■ **To do**:
Make a verbatim copy of all the records.

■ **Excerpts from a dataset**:
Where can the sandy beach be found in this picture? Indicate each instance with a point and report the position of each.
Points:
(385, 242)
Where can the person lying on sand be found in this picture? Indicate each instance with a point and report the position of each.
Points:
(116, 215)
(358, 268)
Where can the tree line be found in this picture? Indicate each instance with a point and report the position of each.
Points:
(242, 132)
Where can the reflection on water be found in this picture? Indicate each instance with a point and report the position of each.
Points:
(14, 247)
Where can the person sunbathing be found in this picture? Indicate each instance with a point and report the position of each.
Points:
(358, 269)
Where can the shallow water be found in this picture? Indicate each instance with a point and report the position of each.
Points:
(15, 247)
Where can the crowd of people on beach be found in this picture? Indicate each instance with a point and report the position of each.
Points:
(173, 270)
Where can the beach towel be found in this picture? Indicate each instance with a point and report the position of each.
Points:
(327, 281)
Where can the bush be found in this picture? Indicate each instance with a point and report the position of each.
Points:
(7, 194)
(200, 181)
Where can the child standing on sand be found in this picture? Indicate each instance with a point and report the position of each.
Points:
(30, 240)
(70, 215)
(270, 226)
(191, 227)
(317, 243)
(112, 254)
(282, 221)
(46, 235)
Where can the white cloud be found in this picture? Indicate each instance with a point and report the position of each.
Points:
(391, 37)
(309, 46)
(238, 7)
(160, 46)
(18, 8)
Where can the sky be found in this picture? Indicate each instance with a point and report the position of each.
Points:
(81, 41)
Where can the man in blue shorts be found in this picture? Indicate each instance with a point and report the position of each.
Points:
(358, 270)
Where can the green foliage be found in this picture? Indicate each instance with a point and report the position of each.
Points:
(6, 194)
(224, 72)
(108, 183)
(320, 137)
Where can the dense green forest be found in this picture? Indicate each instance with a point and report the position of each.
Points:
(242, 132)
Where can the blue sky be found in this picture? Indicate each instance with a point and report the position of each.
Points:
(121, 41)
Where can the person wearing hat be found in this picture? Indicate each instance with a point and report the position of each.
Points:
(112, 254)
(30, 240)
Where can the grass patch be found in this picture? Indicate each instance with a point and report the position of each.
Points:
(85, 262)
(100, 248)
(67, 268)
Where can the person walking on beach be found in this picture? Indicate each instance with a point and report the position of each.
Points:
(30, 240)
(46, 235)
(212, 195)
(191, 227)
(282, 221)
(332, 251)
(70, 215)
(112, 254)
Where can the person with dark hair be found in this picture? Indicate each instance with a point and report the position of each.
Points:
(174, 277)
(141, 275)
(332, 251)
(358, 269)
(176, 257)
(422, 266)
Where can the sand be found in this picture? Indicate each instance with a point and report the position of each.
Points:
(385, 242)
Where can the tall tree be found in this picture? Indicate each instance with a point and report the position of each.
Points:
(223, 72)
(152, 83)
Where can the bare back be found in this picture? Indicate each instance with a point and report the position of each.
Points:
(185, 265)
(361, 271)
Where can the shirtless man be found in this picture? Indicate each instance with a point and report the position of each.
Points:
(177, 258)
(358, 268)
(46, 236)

■ **Solution to the exercise**:
Where can the sandy beach be found in this picture? Indicate each instance with a point and report the position of each.
Points:
(385, 242)
Where can the person lying on sand be found in this picture? Indicate each instance with a point and report the position of each.
Points:
(116, 215)
(358, 268)
Where can the tree line be found in this picture? Indicate each instance with a point and report the position of each.
Points:
(242, 132)
Where can the reflection on water be found in this picture? Indicate each instance with a point and report the position of each.
Points:
(14, 247)
Where can the person sunbathing be found in this picture? Indicate each instance with a point and report the position of each.
Points:
(358, 269)
Where can the shallow water be found in this picture? Indicate each instance with a point and report the position of each.
Points:
(15, 247)
Where can the crowd of people on beach be found in this picture? Indicate each instance with a point and report the position of each.
Points:
(173, 270)
Where can the beach towel be found in this picture? Indicate each instance with a point and report the position of each.
Points:
(327, 281)
Where can the bush be found in this picture? Indicate each instance with a point and report the position of each.
Points:
(7, 194)
(200, 181)
Where can the child standing on sand be found in this picture? Indicate each instance with a point and report the position of each.
Points:
(30, 240)
(70, 215)
(270, 226)
(191, 227)
(317, 243)
(112, 254)
(282, 221)
(46, 235)
Where can the white cloud be found in this picture? Indicate each instance with a point and report the position of each.
Points:
(391, 37)
(309, 46)
(238, 7)
(160, 46)
(18, 8)
Where can the sky be found in this picture? Indicate each instance with a point and report the position of each.
Points:
(81, 41)
Where can the man in blue shorts be found in this picture? Indicate each instance with a point and report the position of each.
Points:
(358, 270)
Where can the green foliage be found in this picture? Indicate each instance with a point and report the position of each.
Points:
(6, 194)
(224, 72)
(108, 183)
(320, 137)
Where can the dense green forest be found in this picture? Indicate each instance with a point and report the position of each.
Points:
(242, 132)
Where can the blue sky be found in this picture? Indicate each instance with a point and report the position of each.
Points:
(121, 41)
Where can the person wearing hat be found in this picture? Indicate each instance with a point and report the position of each.
Points:
(112, 254)
(30, 240)
Where can the grass patch be found in this picture? Indicate each instance with a point and report the position of each.
Points:
(85, 262)
(100, 248)
(67, 268)
Where can the person walking on beach be found in this picture? Indicate each instance with a point and report the position of each.
Points:
(30, 240)
(46, 235)
(212, 195)
(191, 227)
(282, 221)
(332, 251)
(70, 215)
(112, 254)
Where can the person with dark hair be found in this picture? Indicate each instance with a point and report the position of each.
Points:
(174, 277)
(141, 275)
(332, 251)
(358, 269)
(176, 257)
(422, 266)
Where can the sand be found in this picture? Indicate each instance with a point and report the position of each.
Points:
(385, 242)
Where can the tall tree be found in this picture? Indicate each instance with a point and report the position of each.
Points:
(223, 72)
(152, 83)
Where can the bare back be found in this picture? Indicate each instance with a point and report the position of each.
Points:
(185, 265)
(361, 271)
Where can the shirtless man be found in this picture? Indicate each instance with a point and report the position of each.
Points:
(177, 258)
(358, 268)
(46, 236)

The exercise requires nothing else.